## To be done
Render all of the lines below as a numbered list, leaving out any blank lines.

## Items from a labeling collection
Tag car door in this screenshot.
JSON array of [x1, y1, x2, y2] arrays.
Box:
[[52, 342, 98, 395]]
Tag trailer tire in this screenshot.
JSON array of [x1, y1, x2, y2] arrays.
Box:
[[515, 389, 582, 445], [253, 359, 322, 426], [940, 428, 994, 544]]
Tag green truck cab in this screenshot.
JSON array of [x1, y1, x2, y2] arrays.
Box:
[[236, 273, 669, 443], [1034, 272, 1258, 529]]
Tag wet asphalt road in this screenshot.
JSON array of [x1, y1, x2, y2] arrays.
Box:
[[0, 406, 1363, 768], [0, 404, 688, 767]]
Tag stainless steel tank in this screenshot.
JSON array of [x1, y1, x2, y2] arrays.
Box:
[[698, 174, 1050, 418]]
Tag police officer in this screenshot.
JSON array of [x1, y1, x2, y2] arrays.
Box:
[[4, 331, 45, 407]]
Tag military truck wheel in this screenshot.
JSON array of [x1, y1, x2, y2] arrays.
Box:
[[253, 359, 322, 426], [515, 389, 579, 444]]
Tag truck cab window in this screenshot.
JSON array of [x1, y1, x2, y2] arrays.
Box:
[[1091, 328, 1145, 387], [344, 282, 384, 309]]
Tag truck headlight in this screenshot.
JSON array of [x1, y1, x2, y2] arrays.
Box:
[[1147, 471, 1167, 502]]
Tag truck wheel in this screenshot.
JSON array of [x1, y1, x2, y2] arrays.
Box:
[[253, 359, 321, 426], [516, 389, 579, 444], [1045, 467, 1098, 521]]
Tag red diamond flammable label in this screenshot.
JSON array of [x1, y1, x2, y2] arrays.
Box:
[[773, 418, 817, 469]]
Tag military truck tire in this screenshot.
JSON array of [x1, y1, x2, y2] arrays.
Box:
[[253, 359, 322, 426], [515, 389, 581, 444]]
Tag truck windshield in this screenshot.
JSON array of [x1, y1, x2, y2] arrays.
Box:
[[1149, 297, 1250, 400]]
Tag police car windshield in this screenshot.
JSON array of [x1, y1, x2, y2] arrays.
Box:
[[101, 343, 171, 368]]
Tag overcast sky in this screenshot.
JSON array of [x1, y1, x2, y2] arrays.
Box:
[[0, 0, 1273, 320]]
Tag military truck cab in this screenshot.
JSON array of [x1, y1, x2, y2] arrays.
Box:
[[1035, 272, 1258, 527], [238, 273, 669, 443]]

## Output of the exercise
1. Tag car door in this screenshot.
2. JSON array of [x1, y1, x2, y2] arrays.
3. Box:
4. [[52, 342, 98, 395]]
5. Tag trailer tire in this screenshot.
6. JSON array of [x1, y1, x2, y2] arrays.
7. Box:
8. [[515, 389, 582, 445], [253, 359, 322, 426], [940, 428, 994, 544]]
9. Tag green truck cab in this screenshot.
10. JSON array of [x1, y1, x2, y2] arrays.
11. Box:
12. [[236, 273, 669, 443], [1034, 272, 1258, 529]]
13. Tag wet asphalt road in this screenshot.
14. JSON array of [x1, y1, x2, y2] arrays.
15. Box:
16. [[0, 406, 1363, 768], [0, 404, 688, 767]]
17. Tag stainless steel tank in this screenshot.
18. JSON array of [x1, y1, x2, y2] arrays.
19. Box:
20. [[698, 174, 1050, 418]]
21. Tag police officer in this screenshot.
22. JSON array of [x1, y1, x2, y2] arrays.
23. Box:
24. [[4, 331, 45, 407]]
25. Tag military truck wheel in this screenshot.
26. JSON array of [x1, y1, x2, y2] arrays.
27. Box:
28. [[253, 359, 322, 426], [515, 389, 579, 444]]
29. Tag truck cab window in this screenshot.
30. JSON array of [x1, y1, x2, y2] arrays.
31. Box:
32. [[1091, 328, 1145, 387], [344, 282, 384, 309]]
33. Tag truck headlight in this screenshot.
34. JSON array of [x1, y1, x2, y2] arrays.
35. Box:
36. [[1147, 471, 1167, 502]]
37. Tag truck wheel in this screenshot.
38. JSON array of [x1, y1, x2, y2] arrays.
39. Box:
40. [[253, 359, 321, 426], [516, 389, 579, 444], [1045, 467, 1098, 521]]
41. Tag red diamond flammable label in this screenshot.
42. JSON array of [x1, y1, x2, y2] arrays.
43. Box:
44. [[773, 418, 817, 469]]
45. Tag military truck tire in this screenshot.
46. JSON array of [x1, y1, x2, y2] arrays.
47. Box:
48. [[253, 359, 322, 426], [515, 389, 581, 444]]
49. Tag truck windshield in this screenshot.
50. JSON array of [x1, y1, x2, y2] arrays.
51. Box:
52. [[1149, 297, 1250, 400]]
53. Tag police car windshield in this screenshot.
54. JSON array of [x1, y1, x2, y2] arrays.
55. Box:
56. [[101, 343, 171, 368]]
57. Tag overcast sky in this screenshot.
58. JSON array of [x1, y1, x2, y2] arrays.
59. Box:
60. [[0, 0, 1273, 320]]
61. Tag military truck cab in this screenshot.
62. JSON array of [x1, y1, x2, y2] arrays.
63. Box:
64. [[1035, 272, 1258, 527], [238, 273, 669, 443]]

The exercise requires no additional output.